-- Your task --
Extract every entry word for word.

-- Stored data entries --
## start

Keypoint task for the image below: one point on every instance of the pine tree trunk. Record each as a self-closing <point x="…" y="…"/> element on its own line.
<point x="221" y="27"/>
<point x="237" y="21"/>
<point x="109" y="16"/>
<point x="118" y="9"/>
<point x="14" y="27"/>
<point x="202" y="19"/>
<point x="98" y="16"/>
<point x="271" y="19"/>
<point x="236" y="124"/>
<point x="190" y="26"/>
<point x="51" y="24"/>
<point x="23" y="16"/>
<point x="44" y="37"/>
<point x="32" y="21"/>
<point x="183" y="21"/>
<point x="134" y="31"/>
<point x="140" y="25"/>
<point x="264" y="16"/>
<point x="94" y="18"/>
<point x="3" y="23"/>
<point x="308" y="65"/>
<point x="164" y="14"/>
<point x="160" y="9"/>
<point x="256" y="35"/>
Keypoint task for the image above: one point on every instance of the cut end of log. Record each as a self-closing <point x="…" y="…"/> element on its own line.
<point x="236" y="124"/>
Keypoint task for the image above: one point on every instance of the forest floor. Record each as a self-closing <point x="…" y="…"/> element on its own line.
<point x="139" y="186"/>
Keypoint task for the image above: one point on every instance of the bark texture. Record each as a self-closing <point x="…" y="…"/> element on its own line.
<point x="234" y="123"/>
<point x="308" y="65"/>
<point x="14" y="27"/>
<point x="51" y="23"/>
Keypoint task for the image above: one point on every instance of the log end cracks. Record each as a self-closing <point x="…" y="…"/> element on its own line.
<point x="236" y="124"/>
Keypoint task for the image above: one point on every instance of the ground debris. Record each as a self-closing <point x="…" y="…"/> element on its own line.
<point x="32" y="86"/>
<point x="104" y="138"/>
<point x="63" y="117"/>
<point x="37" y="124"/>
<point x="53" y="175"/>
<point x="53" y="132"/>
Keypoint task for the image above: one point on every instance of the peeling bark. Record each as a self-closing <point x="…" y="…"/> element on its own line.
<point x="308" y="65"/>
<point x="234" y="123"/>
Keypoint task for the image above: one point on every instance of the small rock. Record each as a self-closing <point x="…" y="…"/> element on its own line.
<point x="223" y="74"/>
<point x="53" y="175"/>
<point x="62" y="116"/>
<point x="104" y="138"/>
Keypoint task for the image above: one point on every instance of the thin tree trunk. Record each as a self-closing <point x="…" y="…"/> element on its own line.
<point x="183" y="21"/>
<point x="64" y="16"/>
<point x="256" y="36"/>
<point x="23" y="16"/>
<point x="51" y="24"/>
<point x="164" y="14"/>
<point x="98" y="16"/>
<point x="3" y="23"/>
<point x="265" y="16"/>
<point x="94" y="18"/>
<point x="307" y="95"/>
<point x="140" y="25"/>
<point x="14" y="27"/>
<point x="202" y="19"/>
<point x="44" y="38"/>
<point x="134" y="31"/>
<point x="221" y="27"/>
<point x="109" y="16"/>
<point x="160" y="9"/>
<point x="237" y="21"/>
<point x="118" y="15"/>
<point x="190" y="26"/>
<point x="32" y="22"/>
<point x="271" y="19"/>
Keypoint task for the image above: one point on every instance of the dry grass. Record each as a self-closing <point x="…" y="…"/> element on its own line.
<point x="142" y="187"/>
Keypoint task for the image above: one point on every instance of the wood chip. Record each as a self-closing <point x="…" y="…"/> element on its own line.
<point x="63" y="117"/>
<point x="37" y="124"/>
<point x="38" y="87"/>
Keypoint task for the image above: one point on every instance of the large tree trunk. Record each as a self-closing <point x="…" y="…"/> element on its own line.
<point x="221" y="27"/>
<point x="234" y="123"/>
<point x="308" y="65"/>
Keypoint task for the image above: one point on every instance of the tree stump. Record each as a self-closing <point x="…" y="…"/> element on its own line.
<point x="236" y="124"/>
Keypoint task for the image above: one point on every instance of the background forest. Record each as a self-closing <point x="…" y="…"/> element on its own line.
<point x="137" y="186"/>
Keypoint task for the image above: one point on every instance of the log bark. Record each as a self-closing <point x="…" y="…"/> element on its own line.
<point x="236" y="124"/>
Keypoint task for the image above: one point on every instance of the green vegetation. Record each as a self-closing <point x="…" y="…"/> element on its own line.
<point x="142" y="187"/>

## end

-- Completed exercise --
Keypoint task for the image below: one point on every instance of the pine tree trunk. Record each as a self-closing <point x="…" y="…"/> element on its own line.
<point x="221" y="27"/>
<point x="237" y="21"/>
<point x="109" y="16"/>
<point x="118" y="9"/>
<point x="14" y="27"/>
<point x="202" y="19"/>
<point x="98" y="16"/>
<point x="271" y="19"/>
<point x="236" y="124"/>
<point x="190" y="26"/>
<point x="51" y="24"/>
<point x="23" y="16"/>
<point x="44" y="37"/>
<point x="32" y="21"/>
<point x="183" y="21"/>
<point x="134" y="31"/>
<point x="140" y="25"/>
<point x="264" y="16"/>
<point x="94" y="18"/>
<point x="3" y="23"/>
<point x="308" y="65"/>
<point x="164" y="14"/>
<point x="160" y="9"/>
<point x="256" y="35"/>
Keypoint task for the image above: one point on every instance of the cut end of log. Record each as a self-closing <point x="…" y="…"/> element on its own line.
<point x="236" y="124"/>
Keypoint task for the image above: one point on every instance of the forest floor. Record each as a self-closing <point x="…" y="…"/> element on its own line.
<point x="139" y="186"/>
Keypoint task for the image above: one point on every instance of the bark texture. Record each as a self-closing <point x="…" y="…"/> element on its own line.
<point x="234" y="123"/>
<point x="308" y="65"/>
<point x="14" y="27"/>
<point x="51" y="23"/>
Keypoint task for the image above: one point on every instance of the log end cracks. Record each as a self-closing <point x="…" y="…"/> element on its own line.
<point x="236" y="124"/>
Keypoint task for the image above: one point on every instance of the ground debris. Record each as a self-closing <point x="…" y="…"/> element on its own line.
<point x="32" y="86"/>
<point x="104" y="138"/>
<point x="63" y="117"/>
<point x="37" y="124"/>
<point x="53" y="175"/>
<point x="53" y="132"/>
Keypoint task for the image above: one point on every instance of the peeling bark. Record each as a self-closing <point x="…" y="…"/> element on its own line.
<point x="308" y="65"/>
<point x="234" y="123"/>
Keypoint task for the image above: one point on every instance of the small rock. Record each as a self-closing <point x="…" y="…"/> element on its own line.
<point x="223" y="74"/>
<point x="53" y="175"/>
<point x="62" y="116"/>
<point x="104" y="138"/>
Keypoint task for the image above: one point on every instance of the thin tree trunk. Record each as a self-closing <point x="…" y="…"/> element on its own line.
<point x="183" y="21"/>
<point x="64" y="16"/>
<point x="256" y="36"/>
<point x="23" y="16"/>
<point x="51" y="24"/>
<point x="164" y="14"/>
<point x="98" y="16"/>
<point x="3" y="23"/>
<point x="265" y="16"/>
<point x="94" y="18"/>
<point x="307" y="95"/>
<point x="140" y="25"/>
<point x="14" y="27"/>
<point x="202" y="19"/>
<point x="44" y="38"/>
<point x="134" y="31"/>
<point x="221" y="27"/>
<point x="109" y="16"/>
<point x="160" y="9"/>
<point x="237" y="21"/>
<point x="118" y="15"/>
<point x="190" y="26"/>
<point x="32" y="22"/>
<point x="271" y="19"/>
Keypoint task for the image above: one point on every instance of the dry grass. Record each as a self-closing <point x="…" y="…"/> element on its own line.
<point x="142" y="187"/>
Keypoint task for the image above: one point on every instance of the wood chip. Record each as a self-closing <point x="…" y="…"/> element on its own line.
<point x="63" y="117"/>
<point x="37" y="124"/>
<point x="38" y="87"/>
Keypoint task for the image above: one point on every instance of the large tree trunk. Record each as a self-closing <point x="…" y="…"/> element on its own line.
<point x="221" y="27"/>
<point x="234" y="123"/>
<point x="308" y="65"/>
Keypoint task for the image above: one point on every instance of the tree stump. Record each as a self-closing <point x="…" y="…"/> element on its own line.
<point x="236" y="124"/>
Keypoint task for the image above: one point on every instance of the background forest. Record each as a self-closing <point x="…" y="…"/> element on its own line.
<point x="137" y="186"/>
Keypoint task for the image above: one point on every instance of the log bark. Record each as a self-closing <point x="…" y="…"/> element on its own line.
<point x="236" y="124"/>
Keypoint task for the image above: one point on every instance of the green vegetation. Record each as a self-closing <point x="…" y="…"/> element on its own line.
<point x="142" y="187"/>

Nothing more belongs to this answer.